HyperShift CCM Managed Security Groups Lab
This guide includes hands-on steps to explore HyperShift to:
- Build HyperShift binary
- Build/BYO HyperShift control plane operator image for custom installs
- Install HyperShift using custom images with feature set TechPreviewNoUpgrade
- Install hosted cluster with feature set TechPreviewNoUpgrade
- Uninstall HyperShift operator
Building
# building the binary
make
# building the operator (control-plane-operator) image
export REGISTRY=${REGISTRY:-quay.io/mrbraga}
make docker-build IMG=${REGISTRY}/hypershift-controlplane-operator:devel
Create Layered Hosted Cluster
Prerequisites: - OCP self-managed - KUBECONFIG variable from self-managed exported
Steps to create nested cluster to allow flexibility when destroying layers:
OCP Self Managed -> HCP operator -> Hosted -> HCP Operator -> e2e
# Globals
export AWS_CREDS="$AWS_SHARED_CREDENTIALS_FILE"
export AWS_DEFAULT_REGION=us-east-1
export CLUSTER_BASE_DOMAIN=splat.devcluster.openshift.com
export PULL_SECRET_FILE="${HOME}/.openshift/pull-secret-latest.json"
export SSH_PUB_KEY_FILE=$HOME/.ssh/id_rsa.pub
# Create OIDC generic bucket
export OIDC_BUCKET_NAME="hcp-e2e-oidc"
# Setup Bucket for OIDC discovery documents
bucket_policy_file=${OIDC_BUCKET_NAME}-oidc-workload-clusters_policy.json
aws s3api create-bucket --bucket ${OIDC_BUCKET_NAME}
aws s3api delete-public-access-block --bucket ${OIDC_BUCKET_NAME}
echo '{
"Version": "2012-10-17",
"Statement": [
{
"Effect": "Allow",
"Principal": "*",
"Action": "s3:GetObject",
"Resource": "arn:aws:s3:::${OIDC_BUCKET_NAME}/*"
}
]
}' | envsubst > ${bucket_policy_file}
aws s3api put-bucket-policy --bucket ${OIDC_BUCKET_NAME} --policy file://${bucket_policy_file}
#> Install Hosted Cluster to be used as management cluster (Layered)

* **MATERIAL PROVIDED**:
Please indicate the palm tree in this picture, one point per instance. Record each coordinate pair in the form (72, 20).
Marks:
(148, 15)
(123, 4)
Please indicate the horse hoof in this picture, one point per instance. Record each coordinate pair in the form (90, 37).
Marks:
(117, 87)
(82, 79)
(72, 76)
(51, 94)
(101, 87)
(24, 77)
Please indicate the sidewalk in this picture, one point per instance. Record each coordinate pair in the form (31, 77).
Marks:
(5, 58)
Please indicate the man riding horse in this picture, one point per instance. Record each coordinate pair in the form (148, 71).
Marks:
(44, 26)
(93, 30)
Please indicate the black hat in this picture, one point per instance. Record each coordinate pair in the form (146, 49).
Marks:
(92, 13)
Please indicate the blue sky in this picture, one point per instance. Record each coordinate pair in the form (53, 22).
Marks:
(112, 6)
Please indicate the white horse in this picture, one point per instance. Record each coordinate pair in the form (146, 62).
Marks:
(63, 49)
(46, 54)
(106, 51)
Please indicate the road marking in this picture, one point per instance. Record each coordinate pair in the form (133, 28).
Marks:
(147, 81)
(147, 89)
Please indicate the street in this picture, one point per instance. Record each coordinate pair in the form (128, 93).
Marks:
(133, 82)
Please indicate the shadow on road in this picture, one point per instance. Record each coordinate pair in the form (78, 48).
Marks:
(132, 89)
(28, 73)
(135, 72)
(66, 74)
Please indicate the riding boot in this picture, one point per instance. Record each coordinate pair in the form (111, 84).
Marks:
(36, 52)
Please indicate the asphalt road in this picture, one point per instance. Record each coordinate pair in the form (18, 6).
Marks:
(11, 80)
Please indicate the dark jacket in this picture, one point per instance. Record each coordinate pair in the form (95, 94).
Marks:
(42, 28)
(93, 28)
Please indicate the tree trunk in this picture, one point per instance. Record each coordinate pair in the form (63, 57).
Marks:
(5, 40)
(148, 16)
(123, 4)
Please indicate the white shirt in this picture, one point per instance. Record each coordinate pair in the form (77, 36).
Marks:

* **REQUIRED TASK**:
Please continue the HyperShift lab guide from the point where it stops.

* **TASK ANSWER**:
export CLUSTER_PREFIX=hcp-e2e-v5
# Hypershift operator must be stable (no TP, development, etc)
./bin/hypershift install \
--oidc-storage-provider-s3-bucket-name="${OIDC_BUCKET_NAME}" \
--oidc-storage-provider-s3-credentials="${AWS_CREDS}" \
--oidc-storage-provider-s3-region="${AWS_DEFAULT_REGION}" \
--tech-preview-no-upgrade=true
# Create hosted cluster to host the management cluster
OCP_RELEASE_IMAGE=quay.io/openshift-release-dev/ocp-release:4.22.0-ec.1-x86_64
./bin/hypershift create cluster aws \
--name="${CLUSTER_PREFIX}" \
--region="${AWS_DEFAULT_REGION}" \
--node-pool-replicas=2 \
--base-domain="${CLUSTER_BASE_DOMAIN}" \
--pull-secret="${PULL_SECRET_FILE}" \
--aws-creds="${AWS_CREDS}" \
--ssh-key="${SSH_PUB_KEY_FILE}" \
--release-image="${OCP_RELEASE_IMAGE}" \
--feature-set=TechPreviewNoUpgrade
# Wait the cluster to be installed
oc get hostedclusters -A -w
# Extract the kubeconfig for the HC/mgr
./bin/hypershift create kubeconfig --name ${CLUSTER_PREFIX} > kubeconfig-${CLUSTER_PREFIX}
export KUBECONFIG_OLD=$KUBECONFIG
export KUBECONFIG=$PWD/kubeconfig-${CLUSTER_PREFIX}
# Ensure that the cluster is stable:
oc get co -w
BYO HyperShift Images
Step 1: Build the Control-Plane-Operator Image
export REGISTRY=${REGISTRY:-quay.io/mrbraga}
export TAG="feat-ccm-nlb-sg-$(git rev-parse --short HEAD)"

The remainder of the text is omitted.